◆ WORK REQUIRED
Print every record exactly, but leave out the pictures.

◆ DATA RECORDS
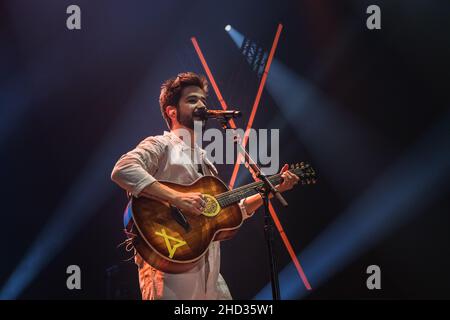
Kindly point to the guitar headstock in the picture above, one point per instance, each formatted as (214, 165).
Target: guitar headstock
(305, 172)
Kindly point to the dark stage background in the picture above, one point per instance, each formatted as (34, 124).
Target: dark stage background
(369, 109)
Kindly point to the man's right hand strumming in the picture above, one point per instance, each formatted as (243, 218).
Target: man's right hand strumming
(188, 202)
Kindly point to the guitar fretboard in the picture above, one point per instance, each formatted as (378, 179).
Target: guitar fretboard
(233, 196)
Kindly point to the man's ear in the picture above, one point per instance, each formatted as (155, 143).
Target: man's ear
(171, 112)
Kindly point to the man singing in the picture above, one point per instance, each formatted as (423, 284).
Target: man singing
(163, 157)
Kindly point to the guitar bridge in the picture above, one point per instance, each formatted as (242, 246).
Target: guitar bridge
(180, 218)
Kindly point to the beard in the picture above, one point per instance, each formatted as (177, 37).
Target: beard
(186, 120)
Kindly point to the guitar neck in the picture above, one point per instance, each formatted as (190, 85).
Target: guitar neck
(233, 196)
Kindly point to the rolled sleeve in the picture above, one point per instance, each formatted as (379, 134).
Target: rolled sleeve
(134, 170)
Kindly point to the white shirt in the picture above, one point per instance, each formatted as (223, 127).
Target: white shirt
(168, 158)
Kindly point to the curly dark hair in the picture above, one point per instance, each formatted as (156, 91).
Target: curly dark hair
(171, 90)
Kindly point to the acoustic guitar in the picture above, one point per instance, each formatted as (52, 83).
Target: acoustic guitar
(174, 242)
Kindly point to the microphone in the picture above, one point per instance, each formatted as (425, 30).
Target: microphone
(204, 113)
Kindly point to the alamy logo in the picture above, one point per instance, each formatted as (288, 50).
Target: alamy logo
(374, 280)
(263, 146)
(74, 280)
(374, 20)
(73, 22)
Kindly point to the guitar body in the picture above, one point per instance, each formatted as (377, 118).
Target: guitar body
(171, 244)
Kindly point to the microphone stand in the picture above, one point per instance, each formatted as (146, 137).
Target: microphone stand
(264, 192)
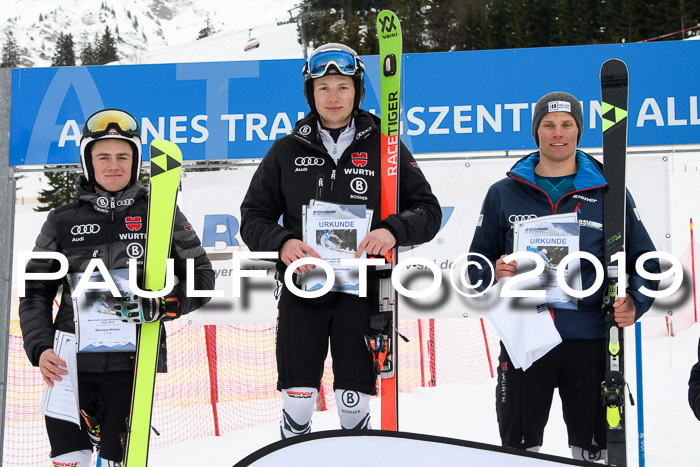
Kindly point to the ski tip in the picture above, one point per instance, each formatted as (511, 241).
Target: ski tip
(614, 66)
(159, 147)
(388, 25)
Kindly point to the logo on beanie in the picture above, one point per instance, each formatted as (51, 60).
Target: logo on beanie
(560, 106)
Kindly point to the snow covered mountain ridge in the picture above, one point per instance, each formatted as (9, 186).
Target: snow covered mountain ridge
(140, 26)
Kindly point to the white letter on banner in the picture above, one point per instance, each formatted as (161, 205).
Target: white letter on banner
(175, 128)
(258, 127)
(169, 280)
(655, 116)
(411, 117)
(694, 116)
(672, 121)
(289, 282)
(483, 114)
(23, 275)
(405, 264)
(237, 272)
(196, 126)
(74, 134)
(147, 127)
(599, 273)
(435, 127)
(459, 118)
(231, 119)
(191, 291)
(280, 125)
(516, 108)
(362, 264)
(85, 283)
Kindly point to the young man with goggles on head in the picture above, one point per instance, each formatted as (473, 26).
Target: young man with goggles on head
(343, 141)
(108, 221)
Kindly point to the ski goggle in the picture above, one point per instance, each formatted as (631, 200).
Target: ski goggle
(343, 60)
(101, 122)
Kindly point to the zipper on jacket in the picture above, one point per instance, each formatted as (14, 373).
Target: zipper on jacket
(319, 187)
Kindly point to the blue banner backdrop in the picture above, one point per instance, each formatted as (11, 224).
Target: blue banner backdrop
(452, 101)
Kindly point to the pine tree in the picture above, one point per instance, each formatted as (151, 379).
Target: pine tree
(106, 48)
(65, 51)
(10, 52)
(207, 30)
(62, 189)
(88, 54)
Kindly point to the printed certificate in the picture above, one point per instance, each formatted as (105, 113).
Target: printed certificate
(553, 238)
(335, 231)
(96, 313)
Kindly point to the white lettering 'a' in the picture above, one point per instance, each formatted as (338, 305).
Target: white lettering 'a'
(655, 116)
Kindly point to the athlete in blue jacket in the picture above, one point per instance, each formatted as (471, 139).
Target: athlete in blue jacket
(560, 179)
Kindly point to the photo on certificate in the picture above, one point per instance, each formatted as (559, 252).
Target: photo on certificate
(334, 231)
(98, 327)
(342, 240)
(553, 238)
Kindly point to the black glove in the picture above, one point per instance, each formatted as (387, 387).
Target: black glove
(153, 309)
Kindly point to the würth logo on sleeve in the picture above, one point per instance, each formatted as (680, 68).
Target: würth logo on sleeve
(133, 223)
(359, 159)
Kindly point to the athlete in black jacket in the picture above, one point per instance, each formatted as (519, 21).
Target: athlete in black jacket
(332, 155)
(107, 222)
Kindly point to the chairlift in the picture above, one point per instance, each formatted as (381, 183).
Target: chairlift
(252, 43)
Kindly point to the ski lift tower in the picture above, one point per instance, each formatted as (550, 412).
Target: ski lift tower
(304, 14)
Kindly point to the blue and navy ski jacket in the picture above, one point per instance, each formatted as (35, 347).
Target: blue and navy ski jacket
(517, 197)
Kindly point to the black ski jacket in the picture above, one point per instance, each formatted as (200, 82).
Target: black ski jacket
(297, 168)
(111, 227)
(694, 387)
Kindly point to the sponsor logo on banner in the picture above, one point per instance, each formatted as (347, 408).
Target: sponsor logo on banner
(359, 159)
(134, 250)
(309, 161)
(520, 217)
(133, 223)
(359, 185)
(85, 229)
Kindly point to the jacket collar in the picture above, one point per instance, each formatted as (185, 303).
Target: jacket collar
(589, 173)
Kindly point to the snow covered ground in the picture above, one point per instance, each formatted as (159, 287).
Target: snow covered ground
(468, 412)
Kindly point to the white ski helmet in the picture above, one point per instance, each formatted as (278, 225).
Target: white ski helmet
(105, 124)
(334, 59)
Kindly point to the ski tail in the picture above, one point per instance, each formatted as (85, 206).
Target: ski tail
(614, 92)
(390, 49)
(166, 166)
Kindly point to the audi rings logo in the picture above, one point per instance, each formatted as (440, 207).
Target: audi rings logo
(520, 217)
(85, 229)
(309, 161)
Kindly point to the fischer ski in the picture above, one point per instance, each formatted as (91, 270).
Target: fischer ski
(166, 165)
(614, 91)
(389, 31)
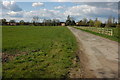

◆ YOUR RESPONSE
Kindly point to the guitar headstock in the picture above, one point per instance, each formatted as (214, 165).
Target: guitar headstock
(305, 172)
Kindly point to the dark stage background in the picture above, one point per instance, each formatted as (34, 124).
Target: dark stage background
(369, 109)
Kindly point to the man's right hand strumming in the picture above, one point per instance, each formatted as (243, 218).
Target: man's right hand strumming
(188, 202)
Kindly point to the guitar fretboard in the picture above, one point per instance, each formatted as (378, 179).
Target: guitar fretboard
(233, 196)
Kindly point to the man's ear in the picture above, one point per instance, each formatted as (155, 143).
Target: man's ear
(171, 112)
Kindly point to the man singing in the picture above, one point per instance, each formatted as (423, 284).
Target: man singing
(163, 157)
Kindly point to the guitar bridge in the picture above, one point per instance, each formatted as (242, 246).
Target: guitar bridge
(180, 218)
Kindly point to the beard in the picture above, one point per instance, each formatted as (177, 37).
Target: beard
(186, 120)
Kindly point to the guitar neck in the picture above, one point per instance, each formatted as (190, 85).
Target: guitar neck
(233, 196)
Kindly point to the rolled sleeve in the picture above, one point per instance, each formatted as (379, 134).
Target: rolled sleeve
(134, 170)
Kindly point to the white shirt in the picture above, one point per instance, each formatted as (223, 127).
Target: white shirt
(168, 158)
Kindly point to the curly dark hair in the picture above, one point per instance, each formatted as (156, 91).
Target: curly dark hair
(171, 90)
Kindly point to the acoustic guitar in the picture above, one point per instance, each formatted as (52, 83).
Target: acoustic guitar
(174, 242)
Kindly point to the microphone in the picture above, one point per instance, each formatted as (425, 30).
Target: microphone
(204, 113)
Kindly point to the alamy logo in the picture above, one point per instance, each formatted as (288, 50).
Target: alamy logo
(374, 280)
(263, 146)
(74, 280)
(374, 20)
(73, 22)
Kindly point to the guitar body in the picture above, one point per instance, each formatted as (377, 118).
Target: guitar body
(171, 244)
Kindly point to the microphone stand in the picture above, one point per instance, each formatted as (146, 137).
Target: microphone stand
(264, 192)
Kindly point to the ski tip in the picture above, one point per instance, each formatted as (511, 241).
Target: ski tip
(614, 66)
(159, 147)
(388, 25)
Kindly point to the logo on beanie in the picture above, one point per instance, each formatted as (51, 60).
Target: logo on beanie
(560, 106)
Kindly point to the snow covered mountain ridge in the picture above, one point per instance, each formatted as (9, 186).
Target: snow covered mountain ridge
(140, 26)
Kindly point to the white letter on banner in the picture above, one point per instance, each formatted as (161, 205).
Target: white letter on banner
(175, 128)
(258, 127)
(169, 280)
(655, 116)
(411, 117)
(694, 116)
(672, 121)
(289, 282)
(483, 114)
(23, 275)
(405, 264)
(237, 272)
(196, 126)
(74, 134)
(147, 127)
(599, 273)
(435, 127)
(459, 118)
(231, 119)
(191, 291)
(280, 125)
(516, 108)
(362, 264)
(85, 283)
Kindly point to the young man with goggles on head in the picture above, one point per instance, each formatted as (473, 26).
Target: young man with goggles on head
(343, 141)
(108, 221)
Kindly point to the ski goggle in the picture above, one point per instance, each formatted as (631, 200).
Target: ski goggle
(343, 60)
(101, 122)
Kindly point to the zipper on jacket in the picture above, one point per instance, each formatted as (14, 373).
Target: zipper on jacket
(319, 187)
Kindly point to the blue banner backdrop in the picture above, one point per instance, each formatted as (11, 224).
Target: blue banner backdrop
(452, 101)
Kindly point to the pine tree in the picture above, one point per instance, each formatted as (151, 379).
Target: pine tree
(106, 48)
(65, 51)
(10, 52)
(207, 30)
(62, 189)
(88, 54)
Kindly point to the printed certificate in the picture above, one point per instance, each formatted as (105, 113).
Target: printed certificate
(553, 238)
(335, 231)
(96, 313)
Kindly point to the white lettering 'a' in the picture above, one point per instance, each formatted as (338, 305).
Target: white lettering 'a'
(655, 116)
Kindly point to the athlete in blue jacket in the picture above, one point per instance, each formatted as (471, 139).
Target: athlete in blue jacket
(560, 179)
Kindly point to the photo on certificate in the picture above, one point per instance, each formatted as (559, 252).
Target: photo on certificate
(334, 231)
(98, 327)
(342, 240)
(553, 238)
Kindly point to the black glove in the picture above, one point per instance, each formatted as (387, 387).
Target: black glove
(153, 309)
Kindly point to the würth logo on sleeve in the picture above, one point per instance, each formatted as (680, 68).
Target: würth logo on sleeve
(133, 223)
(359, 159)
Kindly point to the athlete in black jacket in the picture above, one point per instance, each formatted as (519, 21).
Target: athlete in black jacket
(332, 155)
(107, 222)
Kindly point to the chairlift in the picture above, one point per instance, each formatted as (381, 183).
Target: chairlift
(252, 43)
Kindly point to the ski lift tower in the picture above, one point per instance, each formatted as (550, 412).
Target: ski lift tower
(304, 14)
Kindly point to the blue and navy ski jacket in the picture above, one point per instance, each formatted as (35, 347).
Target: blue and navy ski jacket
(517, 197)
Kindly point to the black ski jacket in the picture above, one point per instance, each formatted as (200, 82).
Target: black ski jacket
(297, 168)
(111, 227)
(694, 387)
Kindly point to the sponsor logo on banner in the picture above, one point per instance, each formatted as (347, 408).
Target: sponsor logo on banner
(359, 159)
(134, 250)
(309, 161)
(520, 217)
(133, 223)
(359, 185)
(85, 229)
Kindly point to the jacket collar in the picture above, one point per instance, each formatted as (185, 303).
Target: jacket collar
(589, 173)
Kindly point to the snow covered ground in the picture above, one point per instance, each formatted as (159, 287).
Target: snow covered ground
(468, 412)
Kindly point to the white ski helmet in the picture above, one point per instance, each formatted as (278, 225).
Target: white ski helmet
(105, 124)
(334, 59)
Kindly point to the ski tail in the picture above, one point per instance, each formatted as (85, 206).
Target: ski tail
(614, 92)
(390, 49)
(166, 166)
Kindly point to the audi rings logo in the picture above, one point per instance, each formatted as (440, 207).
Target: audi rings logo
(520, 217)
(85, 229)
(309, 161)
Kindly point to the fischer ski in the picture above, one point per instance, each formatted as (91, 270).
Target: fischer ski
(166, 165)
(614, 91)
(389, 31)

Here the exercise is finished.